_REQUIRED WORK_: Repeat every one of the records below word for word, leaving nothing out and changing nothing.

_ENTRIES_:
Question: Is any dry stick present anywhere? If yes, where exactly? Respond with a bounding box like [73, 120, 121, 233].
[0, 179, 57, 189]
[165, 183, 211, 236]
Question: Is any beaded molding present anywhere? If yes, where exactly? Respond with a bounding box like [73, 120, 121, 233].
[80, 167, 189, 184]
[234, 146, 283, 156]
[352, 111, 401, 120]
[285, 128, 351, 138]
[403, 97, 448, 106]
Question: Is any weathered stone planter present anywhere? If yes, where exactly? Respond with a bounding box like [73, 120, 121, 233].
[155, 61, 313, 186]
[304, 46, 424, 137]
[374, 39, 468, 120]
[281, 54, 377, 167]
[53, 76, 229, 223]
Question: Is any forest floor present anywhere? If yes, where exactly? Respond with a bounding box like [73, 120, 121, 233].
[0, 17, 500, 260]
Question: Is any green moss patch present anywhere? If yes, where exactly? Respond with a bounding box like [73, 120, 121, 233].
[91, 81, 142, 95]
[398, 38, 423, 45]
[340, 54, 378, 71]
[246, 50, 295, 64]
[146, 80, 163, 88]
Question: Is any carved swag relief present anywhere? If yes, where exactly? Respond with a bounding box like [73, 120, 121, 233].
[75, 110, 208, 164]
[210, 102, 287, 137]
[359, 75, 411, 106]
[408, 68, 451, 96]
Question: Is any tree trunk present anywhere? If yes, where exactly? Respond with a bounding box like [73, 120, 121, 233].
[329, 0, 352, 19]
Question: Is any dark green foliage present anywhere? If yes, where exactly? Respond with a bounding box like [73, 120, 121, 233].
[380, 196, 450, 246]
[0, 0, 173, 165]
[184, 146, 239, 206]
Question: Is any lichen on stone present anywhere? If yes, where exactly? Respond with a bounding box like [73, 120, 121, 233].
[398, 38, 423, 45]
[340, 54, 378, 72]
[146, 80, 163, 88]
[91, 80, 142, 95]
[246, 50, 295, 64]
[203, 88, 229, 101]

_FINAL RESULT_:
Question: Is any dry stick present anywhere? If yes, where exactly? Respond with a bounding box like [73, 120, 121, 233].
[0, 179, 57, 189]
[165, 183, 211, 236]
Question: Is any beaded molding present anywhere? If yes, where exactly? Respond with a bounding box like [73, 120, 121, 233].
[80, 167, 189, 184]
[234, 146, 283, 156]
[352, 111, 401, 120]
[285, 128, 351, 138]
[403, 97, 448, 106]
Question: Is any weathered stone planter present anywhere? If yes, where exactly? Respond with a bounding box like [73, 120, 121, 233].
[155, 61, 313, 186]
[304, 46, 424, 137]
[374, 39, 468, 120]
[281, 54, 377, 167]
[53, 76, 229, 223]
Question: Is any forest floor present anywhere? If yes, where exactly? Respond with a bounding box like [73, 120, 121, 233].
[0, 17, 500, 260]
Question: Is any green moss patch present anywhere? If yes, where exactly? Respond with a bounding box like [73, 120, 121, 233].
[91, 81, 142, 95]
[398, 38, 423, 45]
[340, 54, 378, 71]
[246, 50, 295, 64]
[146, 80, 163, 88]
Question: Is any carved swag relief present anywhere? If yes, where exactly? Respond with a bounding box like [73, 120, 121, 233].
[75, 110, 208, 164]
[210, 102, 287, 137]
[359, 75, 411, 106]
[408, 68, 451, 96]
Question: Is any tree trunk present anywhere? If yes, where exactly? Respond with a bounding box like [73, 120, 121, 233].
[329, 0, 352, 19]
Question: Is any dark green foliage present anywhere? If yes, where exactly? Respond with a bounding box like [73, 120, 121, 233].
[380, 196, 450, 246]
[0, 0, 173, 165]
[184, 146, 239, 206]
Question: Is any lichen on stone present anywhere? If yes, where exactly? Respond with a bounding box like [73, 120, 121, 233].
[398, 38, 423, 45]
[340, 54, 378, 72]
[146, 80, 163, 88]
[91, 80, 142, 95]
[246, 50, 295, 64]
[203, 88, 229, 101]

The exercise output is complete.